# What is asked
Output the data below line for line, with no changes, omitting the pictures.

[Image object location data]
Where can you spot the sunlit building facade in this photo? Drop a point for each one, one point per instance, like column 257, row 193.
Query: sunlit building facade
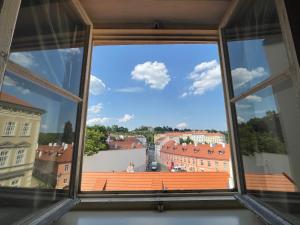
column 19, row 127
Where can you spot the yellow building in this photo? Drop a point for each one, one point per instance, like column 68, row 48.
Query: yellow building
column 19, row 132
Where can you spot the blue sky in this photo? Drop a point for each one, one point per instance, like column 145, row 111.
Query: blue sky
column 152, row 85
column 161, row 91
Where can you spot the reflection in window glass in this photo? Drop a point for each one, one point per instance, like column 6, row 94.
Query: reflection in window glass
column 268, row 127
column 49, row 144
column 37, row 124
column 153, row 117
column 255, row 52
column 48, row 41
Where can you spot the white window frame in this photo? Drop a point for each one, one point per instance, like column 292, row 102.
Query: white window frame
column 25, row 132
column 20, row 160
column 15, row 182
column 6, row 158
column 66, row 167
column 12, row 130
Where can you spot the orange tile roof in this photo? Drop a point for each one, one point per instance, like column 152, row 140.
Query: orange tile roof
column 158, row 181
column 270, row 182
column 122, row 181
column 55, row 153
column 6, row 98
column 198, row 151
column 127, row 143
column 195, row 132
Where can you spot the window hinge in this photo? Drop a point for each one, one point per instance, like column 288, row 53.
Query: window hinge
column 160, row 206
column 4, row 55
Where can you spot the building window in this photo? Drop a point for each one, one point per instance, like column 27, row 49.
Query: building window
column 3, row 158
column 9, row 129
column 20, row 156
column 25, row 130
column 66, row 168
column 15, row 182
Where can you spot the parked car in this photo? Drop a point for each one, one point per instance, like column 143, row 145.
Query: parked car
column 154, row 166
column 177, row 169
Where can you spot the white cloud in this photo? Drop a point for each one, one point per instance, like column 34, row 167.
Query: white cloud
column 205, row 76
column 97, row 121
column 95, row 108
column 254, row 98
column 9, row 82
column 184, row 94
column 181, row 125
column 24, row 91
column 154, row 74
column 126, row 118
column 241, row 76
column 12, row 83
column 241, row 119
column 70, row 50
column 24, row 59
column 96, row 85
column 242, row 106
column 130, row 90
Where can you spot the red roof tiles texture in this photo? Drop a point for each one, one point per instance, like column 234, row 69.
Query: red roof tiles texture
column 158, row 181
column 269, row 182
column 217, row 152
column 127, row 143
column 55, row 153
column 13, row 100
column 155, row 181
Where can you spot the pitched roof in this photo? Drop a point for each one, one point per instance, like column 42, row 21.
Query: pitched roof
column 194, row 132
column 216, row 152
column 122, row 181
column 270, row 182
column 55, row 153
column 12, row 100
column 158, row 181
column 127, row 143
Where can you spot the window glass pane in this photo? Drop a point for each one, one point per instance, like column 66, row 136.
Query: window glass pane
column 268, row 130
column 153, row 117
column 47, row 146
column 255, row 45
column 37, row 124
column 48, row 41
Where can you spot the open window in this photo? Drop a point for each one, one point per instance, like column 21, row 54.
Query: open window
column 156, row 120
column 132, row 131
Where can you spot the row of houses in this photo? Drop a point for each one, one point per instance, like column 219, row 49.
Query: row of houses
column 196, row 157
column 197, row 136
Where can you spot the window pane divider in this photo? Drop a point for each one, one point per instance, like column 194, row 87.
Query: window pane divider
column 28, row 75
column 262, row 85
column 260, row 210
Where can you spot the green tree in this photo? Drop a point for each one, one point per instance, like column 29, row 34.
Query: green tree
column 95, row 140
column 67, row 136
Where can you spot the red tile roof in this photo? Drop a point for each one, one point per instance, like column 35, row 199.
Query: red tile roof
column 122, row 181
column 127, row 143
column 139, row 181
column 270, row 182
column 216, row 152
column 55, row 153
column 195, row 132
column 10, row 99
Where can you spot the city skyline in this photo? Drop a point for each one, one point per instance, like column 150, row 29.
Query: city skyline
column 177, row 82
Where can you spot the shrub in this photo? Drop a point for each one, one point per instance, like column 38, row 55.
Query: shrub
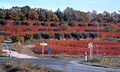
column 71, row 24
column 58, row 36
column 17, row 23
column 25, row 23
column 54, row 24
column 109, row 28
column 36, row 23
column 82, row 25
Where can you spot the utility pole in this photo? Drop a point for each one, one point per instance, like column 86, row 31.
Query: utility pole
column 43, row 44
column 90, row 46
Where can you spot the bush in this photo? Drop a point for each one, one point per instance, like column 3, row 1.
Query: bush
column 109, row 28
column 46, row 36
column 17, row 23
column 44, row 24
column 36, row 23
column 28, row 29
column 62, row 24
column 82, row 25
column 58, row 36
column 54, row 24
column 14, row 38
column 36, row 36
column 25, row 23
column 71, row 24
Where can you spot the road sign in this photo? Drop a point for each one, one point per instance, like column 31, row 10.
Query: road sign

# Solved problem
Where can you spot the sunlit building facade in this photo? Drop a point for each one, one point per instance, like column 257, row 193.
Query: sunlit building facade
column 19, row 127
Where can you spot the yellow building in this photo? Drop a point for each one, one point per instance, like column 68, row 48.
Query: yellow building
column 19, row 132
Where can you spot the blue sky in this photo? Drop a point for each one, one point per instance, like column 145, row 111.
Query: blue sky
column 152, row 85
column 161, row 91
Where can you spot the reflection in window glass in this photo? Drop a point for each one, one point per instance, like column 6, row 94.
Query: reflection in window glass
column 268, row 127
column 49, row 144
column 37, row 124
column 153, row 117
column 255, row 52
column 48, row 41
Where can you spot the white window frame in this photo? Drop a point for each one, one point per instance, like column 292, row 102.
Query: white window frame
column 25, row 132
column 20, row 160
column 15, row 182
column 6, row 158
column 66, row 167
column 12, row 130
Where can you spot the orange tile roof in this photo? Drop a point for each one, one point per instance, like column 152, row 140.
Query: orange tile roof
column 158, row 181
column 270, row 182
column 122, row 181
column 55, row 153
column 6, row 98
column 198, row 151
column 127, row 143
column 195, row 132
Where can you spot the window hinge in this photo? Drop a point for each one, one point per instance, like column 288, row 53.
Query: window hinge
column 160, row 206
column 4, row 55
Where can you spot the building window in this photo? Drop a point for each one, one point per instance, like column 27, row 49.
Query: building window
column 3, row 158
column 9, row 129
column 20, row 156
column 25, row 130
column 66, row 168
column 15, row 182
Where can you spot the parked car in this photo? Drop a point for each one, one point per instance, like column 143, row 145.
Query: parked car
column 154, row 166
column 177, row 169
Where can you spot the white cloud in this photo? Drop a point for each one, one point per instance, like column 34, row 167.
Query: white cloud
column 205, row 76
column 97, row 121
column 95, row 108
column 254, row 98
column 9, row 82
column 184, row 94
column 181, row 125
column 24, row 91
column 154, row 74
column 126, row 118
column 241, row 76
column 12, row 83
column 241, row 119
column 70, row 50
column 24, row 59
column 96, row 85
column 242, row 106
column 130, row 90
Where can you spot the red roof tiles texture in this photo? Drop a point for each one, one point per instance, like column 234, row 69.
Query: red roof tiles texture
column 158, row 181
column 269, row 182
column 217, row 152
column 127, row 143
column 55, row 153
column 13, row 100
column 155, row 181
Where can you spot the pitched roof in this photo? Drop a point for each one, one point per instance, like column 42, row 21.
Query: pitched roof
column 194, row 132
column 216, row 152
column 122, row 181
column 270, row 182
column 55, row 153
column 12, row 100
column 158, row 181
column 127, row 143
Where can you spot the window glass pane in this photo? Drop a point for each one, one point per instance, like column 66, row 136.
Query: window glass pane
column 268, row 130
column 153, row 117
column 47, row 146
column 255, row 45
column 37, row 124
column 48, row 41
Where can you spot the open window in this photo? Drop a point for each one, one point per instance, like column 21, row 54.
Query: open window
column 156, row 120
column 132, row 131
Where can you spot the row of houses in this photo? Drop a point for each one, one point per instance, like column 219, row 49.
Query: row of houses
column 196, row 157
column 197, row 136
Where can you spot the window pane divider in this photo? Drop a point for each one, one point per instance, like column 194, row 87.
Query: window pane divider
column 28, row 75
column 262, row 85
column 260, row 210
Where can you spot the green tree in this photo? Drop a point for each one, one point per instance, like column 29, row 34.
Query: green tree
column 95, row 140
column 67, row 136
Where can you spot the red tile roof in this photo? Drop a point for each one, one point per instance, like column 35, row 199.
Query: red tile roof
column 122, row 181
column 127, row 143
column 139, row 181
column 270, row 182
column 216, row 152
column 55, row 153
column 195, row 132
column 10, row 99
Where can you spot the city skyline in this photo? Drop a point for each one, one point per instance, like column 150, row 29.
Query: city skyline
column 177, row 82
Where can you spot the shrub in this photo? Drop a point for each one, one point per instance, like column 38, row 55.
Query: shrub
column 71, row 24
column 58, row 36
column 17, row 23
column 25, row 23
column 54, row 24
column 109, row 28
column 36, row 23
column 82, row 25
Where can you spot the utility pole in this photo? Drop a point for each one, one point per instance, like column 86, row 31.
Query: utility pole
column 43, row 44
column 90, row 46
Where can you spot the bush in this photo? Drop a point for each one, one point per instance, like column 3, row 1.
Query: bush
column 109, row 28
column 46, row 36
column 17, row 23
column 44, row 24
column 36, row 23
column 28, row 29
column 62, row 24
column 82, row 25
column 58, row 36
column 54, row 24
column 14, row 38
column 36, row 36
column 25, row 23
column 71, row 24
Where can you spot the road sign in this photo? Drop a point for each one, one point per instance, like column 31, row 10.
Query: road sign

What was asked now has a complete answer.